*** Datos disponibles

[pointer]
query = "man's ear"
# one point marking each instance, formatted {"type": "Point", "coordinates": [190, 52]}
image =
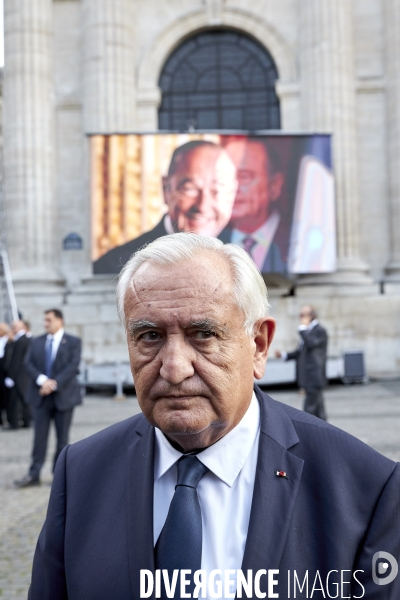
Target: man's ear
{"type": "Point", "coordinates": [276, 185]}
{"type": "Point", "coordinates": [264, 334]}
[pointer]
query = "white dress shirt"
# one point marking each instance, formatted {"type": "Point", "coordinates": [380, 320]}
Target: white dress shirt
{"type": "Point", "coordinates": [225, 492]}
{"type": "Point", "coordinates": [57, 337]}
{"type": "Point", "coordinates": [308, 327]}
{"type": "Point", "coordinates": [263, 237]}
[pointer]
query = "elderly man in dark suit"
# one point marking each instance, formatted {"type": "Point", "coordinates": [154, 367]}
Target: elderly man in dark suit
{"type": "Point", "coordinates": [310, 357]}
{"type": "Point", "coordinates": [52, 364]}
{"type": "Point", "coordinates": [215, 478]}
{"type": "Point", "coordinates": [16, 379]}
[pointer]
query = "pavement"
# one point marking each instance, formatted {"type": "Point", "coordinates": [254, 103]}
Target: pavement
{"type": "Point", "coordinates": [370, 412]}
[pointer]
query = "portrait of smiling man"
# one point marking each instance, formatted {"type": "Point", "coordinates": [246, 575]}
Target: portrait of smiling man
{"type": "Point", "coordinates": [214, 475]}
{"type": "Point", "coordinates": [199, 191]}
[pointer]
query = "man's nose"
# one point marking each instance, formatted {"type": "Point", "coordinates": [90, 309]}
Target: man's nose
{"type": "Point", "coordinates": [177, 358]}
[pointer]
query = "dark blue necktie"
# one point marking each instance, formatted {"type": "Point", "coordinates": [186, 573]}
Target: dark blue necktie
{"type": "Point", "coordinates": [179, 544]}
{"type": "Point", "coordinates": [49, 356]}
{"type": "Point", "coordinates": [248, 244]}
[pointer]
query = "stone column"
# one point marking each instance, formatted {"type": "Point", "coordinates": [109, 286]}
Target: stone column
{"type": "Point", "coordinates": [328, 105]}
{"type": "Point", "coordinates": [392, 38]}
{"type": "Point", "coordinates": [29, 140]}
{"type": "Point", "coordinates": [109, 66]}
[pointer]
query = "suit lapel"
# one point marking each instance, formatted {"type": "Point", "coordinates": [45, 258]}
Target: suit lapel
{"type": "Point", "coordinates": [273, 497]}
{"type": "Point", "coordinates": [140, 482]}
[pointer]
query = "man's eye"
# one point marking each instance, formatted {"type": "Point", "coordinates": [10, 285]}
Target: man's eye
{"type": "Point", "coordinates": [204, 335]}
{"type": "Point", "coordinates": [150, 336]}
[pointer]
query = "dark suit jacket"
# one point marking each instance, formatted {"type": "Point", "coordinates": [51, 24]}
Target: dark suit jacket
{"type": "Point", "coordinates": [339, 505]}
{"type": "Point", "coordinates": [15, 353]}
{"type": "Point", "coordinates": [310, 358]}
{"type": "Point", "coordinates": [113, 260]}
{"type": "Point", "coordinates": [64, 371]}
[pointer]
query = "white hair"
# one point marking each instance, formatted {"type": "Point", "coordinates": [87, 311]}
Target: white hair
{"type": "Point", "coordinates": [249, 290]}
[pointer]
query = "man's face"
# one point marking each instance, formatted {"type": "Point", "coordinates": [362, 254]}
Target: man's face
{"type": "Point", "coordinates": [201, 192]}
{"type": "Point", "coordinates": [52, 324]}
{"type": "Point", "coordinates": [192, 362]}
{"type": "Point", "coordinates": [256, 188]}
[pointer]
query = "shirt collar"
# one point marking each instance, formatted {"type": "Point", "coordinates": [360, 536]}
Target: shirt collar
{"type": "Point", "coordinates": [57, 337]}
{"type": "Point", "coordinates": [226, 457]}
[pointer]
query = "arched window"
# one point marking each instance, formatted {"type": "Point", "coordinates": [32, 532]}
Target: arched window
{"type": "Point", "coordinates": [219, 79]}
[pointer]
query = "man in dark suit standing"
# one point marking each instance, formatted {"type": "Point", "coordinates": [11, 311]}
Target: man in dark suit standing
{"type": "Point", "coordinates": [52, 364]}
{"type": "Point", "coordinates": [4, 341]}
{"type": "Point", "coordinates": [310, 357]}
{"type": "Point", "coordinates": [214, 475]}
{"type": "Point", "coordinates": [199, 191]}
{"type": "Point", "coordinates": [16, 380]}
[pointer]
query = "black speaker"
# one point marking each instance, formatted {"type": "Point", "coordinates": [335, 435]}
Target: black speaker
{"type": "Point", "coordinates": [354, 368]}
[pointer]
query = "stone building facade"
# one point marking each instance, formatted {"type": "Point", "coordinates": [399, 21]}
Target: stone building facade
{"type": "Point", "coordinates": [74, 67]}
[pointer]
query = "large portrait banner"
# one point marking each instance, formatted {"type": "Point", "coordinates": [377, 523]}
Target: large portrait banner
{"type": "Point", "coordinates": [271, 194]}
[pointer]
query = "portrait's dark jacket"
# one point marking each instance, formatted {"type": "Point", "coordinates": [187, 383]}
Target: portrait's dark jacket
{"type": "Point", "coordinates": [310, 358]}
{"type": "Point", "coordinates": [14, 357]}
{"type": "Point", "coordinates": [339, 504]}
{"type": "Point", "coordinates": [113, 260]}
{"type": "Point", "coordinates": [64, 370]}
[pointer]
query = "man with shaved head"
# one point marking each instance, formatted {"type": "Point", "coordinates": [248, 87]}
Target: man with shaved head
{"type": "Point", "coordinates": [215, 489]}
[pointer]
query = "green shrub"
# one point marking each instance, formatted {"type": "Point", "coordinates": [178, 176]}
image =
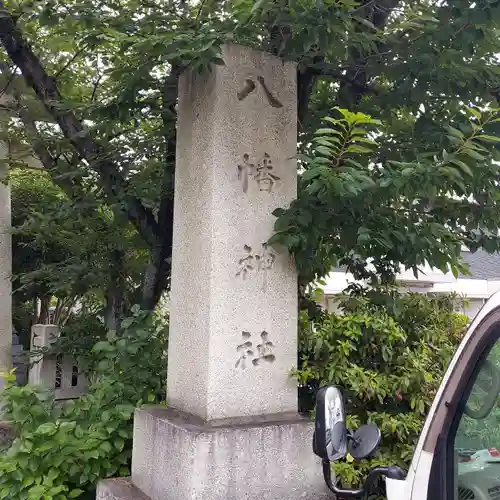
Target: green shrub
{"type": "Point", "coordinates": [61, 451]}
{"type": "Point", "coordinates": [387, 353]}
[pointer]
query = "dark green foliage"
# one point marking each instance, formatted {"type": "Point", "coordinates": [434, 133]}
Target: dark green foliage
{"type": "Point", "coordinates": [62, 450]}
{"type": "Point", "coordinates": [113, 70]}
{"type": "Point", "coordinates": [389, 359]}
{"type": "Point", "coordinates": [375, 215]}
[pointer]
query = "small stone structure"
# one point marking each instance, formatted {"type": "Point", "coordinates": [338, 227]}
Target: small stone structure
{"type": "Point", "coordinates": [58, 373]}
{"type": "Point", "coordinates": [232, 430]}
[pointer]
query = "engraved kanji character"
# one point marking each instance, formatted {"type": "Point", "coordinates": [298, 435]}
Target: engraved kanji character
{"type": "Point", "coordinates": [245, 170]}
{"type": "Point", "coordinates": [244, 350]}
{"type": "Point", "coordinates": [246, 264]}
{"type": "Point", "coordinates": [264, 350]}
{"type": "Point", "coordinates": [264, 174]}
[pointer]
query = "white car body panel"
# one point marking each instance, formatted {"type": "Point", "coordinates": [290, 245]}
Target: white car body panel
{"type": "Point", "coordinates": [415, 486]}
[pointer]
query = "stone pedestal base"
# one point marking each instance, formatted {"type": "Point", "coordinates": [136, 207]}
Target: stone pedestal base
{"type": "Point", "coordinates": [179, 457]}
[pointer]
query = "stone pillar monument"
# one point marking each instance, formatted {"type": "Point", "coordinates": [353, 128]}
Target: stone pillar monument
{"type": "Point", "coordinates": [231, 431]}
{"type": "Point", "coordinates": [5, 268]}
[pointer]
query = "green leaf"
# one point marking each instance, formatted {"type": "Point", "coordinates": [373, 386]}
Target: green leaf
{"type": "Point", "coordinates": [463, 166]}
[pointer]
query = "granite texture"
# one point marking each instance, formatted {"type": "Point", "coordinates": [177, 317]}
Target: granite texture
{"type": "Point", "coordinates": [177, 457]}
{"type": "Point", "coordinates": [233, 320]}
{"type": "Point", "coordinates": [5, 270]}
{"type": "Point", "coordinates": [120, 488]}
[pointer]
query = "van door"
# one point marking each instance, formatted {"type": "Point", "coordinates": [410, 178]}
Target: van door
{"type": "Point", "coordinates": [458, 454]}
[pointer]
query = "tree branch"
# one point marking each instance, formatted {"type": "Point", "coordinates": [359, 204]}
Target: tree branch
{"type": "Point", "coordinates": [45, 87]}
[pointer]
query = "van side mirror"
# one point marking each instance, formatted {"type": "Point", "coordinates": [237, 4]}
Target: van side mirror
{"type": "Point", "coordinates": [332, 440]}
{"type": "Point", "coordinates": [330, 431]}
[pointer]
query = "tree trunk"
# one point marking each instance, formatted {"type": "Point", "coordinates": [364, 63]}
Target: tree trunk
{"type": "Point", "coordinates": [114, 294]}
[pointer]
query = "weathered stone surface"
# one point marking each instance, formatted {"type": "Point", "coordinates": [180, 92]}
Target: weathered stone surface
{"type": "Point", "coordinates": [119, 489]}
{"type": "Point", "coordinates": [233, 321]}
{"type": "Point", "coordinates": [179, 457]}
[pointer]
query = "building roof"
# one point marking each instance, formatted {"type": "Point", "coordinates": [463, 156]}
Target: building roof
{"type": "Point", "coordinates": [482, 265]}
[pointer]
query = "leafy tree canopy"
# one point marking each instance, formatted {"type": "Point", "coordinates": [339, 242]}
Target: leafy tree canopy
{"type": "Point", "coordinates": [91, 88]}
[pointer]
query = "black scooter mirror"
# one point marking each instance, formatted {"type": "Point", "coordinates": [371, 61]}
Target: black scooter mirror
{"type": "Point", "coordinates": [330, 434]}
{"type": "Point", "coordinates": [364, 441]}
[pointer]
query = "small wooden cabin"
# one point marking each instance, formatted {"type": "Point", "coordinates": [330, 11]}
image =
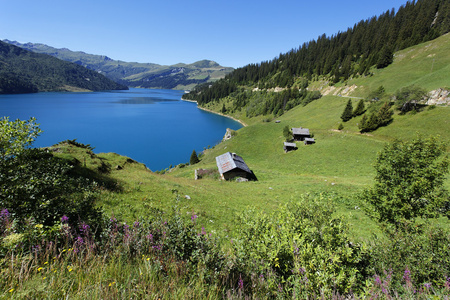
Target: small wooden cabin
{"type": "Point", "coordinates": [300, 134]}
{"type": "Point", "coordinates": [289, 147]}
{"type": "Point", "coordinates": [231, 165]}
{"type": "Point", "coordinates": [309, 141]}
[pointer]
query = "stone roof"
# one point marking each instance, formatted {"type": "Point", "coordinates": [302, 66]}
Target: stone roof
{"type": "Point", "coordinates": [286, 144]}
{"type": "Point", "coordinates": [300, 131]}
{"type": "Point", "coordinates": [230, 161]}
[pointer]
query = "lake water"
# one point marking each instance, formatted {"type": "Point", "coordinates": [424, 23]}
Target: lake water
{"type": "Point", "coordinates": [151, 126]}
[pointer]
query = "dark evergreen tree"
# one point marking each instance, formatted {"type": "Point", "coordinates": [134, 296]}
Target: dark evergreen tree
{"type": "Point", "coordinates": [194, 158]}
{"type": "Point", "coordinates": [385, 114]}
{"type": "Point", "coordinates": [360, 108]}
{"type": "Point", "coordinates": [348, 111]}
{"type": "Point", "coordinates": [362, 123]}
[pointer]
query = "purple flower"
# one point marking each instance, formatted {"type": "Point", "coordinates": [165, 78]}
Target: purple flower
{"type": "Point", "coordinates": [241, 283]}
{"type": "Point", "coordinates": [407, 275]}
{"type": "Point", "coordinates": [377, 280]}
{"type": "Point", "coordinates": [4, 214]}
{"type": "Point", "coordinates": [79, 241]}
{"type": "Point", "coordinates": [64, 219]}
{"type": "Point", "coordinates": [84, 228]}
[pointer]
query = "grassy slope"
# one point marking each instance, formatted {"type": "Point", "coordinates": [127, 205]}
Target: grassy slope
{"type": "Point", "coordinates": [426, 65]}
{"type": "Point", "coordinates": [340, 162]}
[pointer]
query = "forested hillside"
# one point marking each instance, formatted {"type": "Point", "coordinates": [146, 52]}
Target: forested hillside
{"type": "Point", "coordinates": [133, 74]}
{"type": "Point", "coordinates": [368, 44]}
{"type": "Point", "coordinates": [23, 71]}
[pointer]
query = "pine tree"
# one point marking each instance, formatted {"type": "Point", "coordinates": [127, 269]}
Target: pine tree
{"type": "Point", "coordinates": [194, 158]}
{"type": "Point", "coordinates": [362, 123]}
{"type": "Point", "coordinates": [385, 114]}
{"type": "Point", "coordinates": [348, 111]}
{"type": "Point", "coordinates": [360, 108]}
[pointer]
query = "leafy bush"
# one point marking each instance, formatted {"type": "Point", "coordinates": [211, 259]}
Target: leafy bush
{"type": "Point", "coordinates": [409, 182]}
{"type": "Point", "coordinates": [36, 185]}
{"type": "Point", "coordinates": [408, 98]}
{"type": "Point", "coordinates": [299, 242]}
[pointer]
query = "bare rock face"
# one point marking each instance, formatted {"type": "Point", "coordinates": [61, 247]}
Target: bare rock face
{"type": "Point", "coordinates": [228, 134]}
{"type": "Point", "coordinates": [439, 97]}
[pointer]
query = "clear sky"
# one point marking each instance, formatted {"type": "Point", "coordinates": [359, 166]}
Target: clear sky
{"type": "Point", "coordinates": [232, 33]}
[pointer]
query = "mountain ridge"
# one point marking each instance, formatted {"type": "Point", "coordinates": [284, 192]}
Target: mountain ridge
{"type": "Point", "coordinates": [135, 74]}
{"type": "Point", "coordinates": [23, 71]}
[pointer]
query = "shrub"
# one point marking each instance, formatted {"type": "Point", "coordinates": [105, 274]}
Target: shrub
{"type": "Point", "coordinates": [347, 114]}
{"type": "Point", "coordinates": [301, 240]}
{"type": "Point", "coordinates": [409, 182]}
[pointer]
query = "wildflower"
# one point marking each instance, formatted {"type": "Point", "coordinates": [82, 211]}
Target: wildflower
{"type": "Point", "coordinates": [84, 228]}
{"type": "Point", "coordinates": [377, 280]}
{"type": "Point", "coordinates": [4, 214]}
{"type": "Point", "coordinates": [407, 275]}
{"type": "Point", "coordinates": [64, 219]}
{"type": "Point", "coordinates": [79, 241]}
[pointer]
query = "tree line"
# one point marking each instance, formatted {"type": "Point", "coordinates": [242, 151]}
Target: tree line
{"type": "Point", "coordinates": [369, 43]}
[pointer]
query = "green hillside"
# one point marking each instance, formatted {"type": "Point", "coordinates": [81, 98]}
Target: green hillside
{"type": "Point", "coordinates": [24, 71]}
{"type": "Point", "coordinates": [426, 65]}
{"type": "Point", "coordinates": [145, 75]}
{"type": "Point", "coordinates": [75, 224]}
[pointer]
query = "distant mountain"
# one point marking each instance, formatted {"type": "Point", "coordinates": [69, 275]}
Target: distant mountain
{"type": "Point", "coordinates": [23, 71]}
{"type": "Point", "coordinates": [147, 75]}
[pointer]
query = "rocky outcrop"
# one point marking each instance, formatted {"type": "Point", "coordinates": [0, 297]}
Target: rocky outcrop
{"type": "Point", "coordinates": [438, 97]}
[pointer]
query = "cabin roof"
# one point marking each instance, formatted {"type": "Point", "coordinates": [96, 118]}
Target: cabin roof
{"type": "Point", "coordinates": [286, 144]}
{"type": "Point", "coordinates": [230, 161]}
{"type": "Point", "coordinates": [300, 131]}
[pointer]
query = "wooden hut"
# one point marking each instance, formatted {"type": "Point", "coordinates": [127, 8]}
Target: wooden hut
{"type": "Point", "coordinates": [300, 134]}
{"type": "Point", "coordinates": [231, 165]}
{"type": "Point", "coordinates": [289, 147]}
{"type": "Point", "coordinates": [309, 141]}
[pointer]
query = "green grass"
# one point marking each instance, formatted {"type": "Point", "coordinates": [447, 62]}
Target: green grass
{"type": "Point", "coordinates": [340, 162]}
{"type": "Point", "coordinates": [426, 65]}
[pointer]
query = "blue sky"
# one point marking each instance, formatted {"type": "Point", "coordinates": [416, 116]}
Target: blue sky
{"type": "Point", "coordinates": [232, 33]}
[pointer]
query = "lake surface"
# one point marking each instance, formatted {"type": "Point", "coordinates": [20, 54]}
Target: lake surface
{"type": "Point", "coordinates": [150, 126]}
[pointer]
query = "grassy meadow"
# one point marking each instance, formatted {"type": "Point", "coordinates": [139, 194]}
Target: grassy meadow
{"type": "Point", "coordinates": [206, 254]}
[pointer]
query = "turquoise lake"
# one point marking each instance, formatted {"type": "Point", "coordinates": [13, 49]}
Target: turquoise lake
{"type": "Point", "coordinates": [154, 127]}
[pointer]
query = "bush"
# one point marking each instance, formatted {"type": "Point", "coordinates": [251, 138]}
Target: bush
{"type": "Point", "coordinates": [300, 241]}
{"type": "Point", "coordinates": [409, 182]}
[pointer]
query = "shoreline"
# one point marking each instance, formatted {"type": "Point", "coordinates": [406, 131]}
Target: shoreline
{"type": "Point", "coordinates": [217, 113]}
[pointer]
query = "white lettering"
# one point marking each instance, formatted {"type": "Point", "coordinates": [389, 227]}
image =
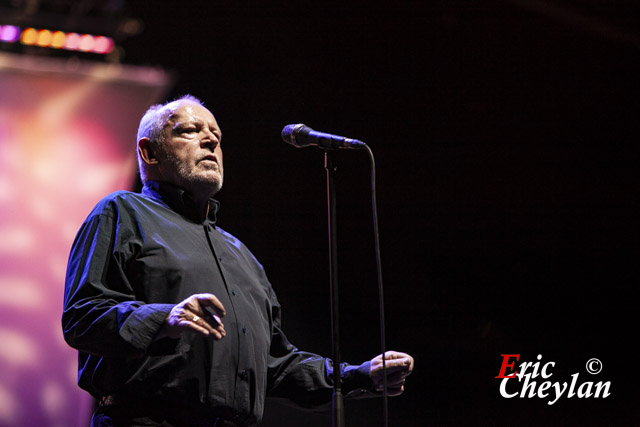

******

• _Tarea breve_: Extrae de las filas de arriba cada línea que contenga la cadena "rocky", distinguiendo entre mayúsculas y minúsculas.

• _Respuesta desarrollada_:
query = "rocky outcrop"
Target: rocky outcrop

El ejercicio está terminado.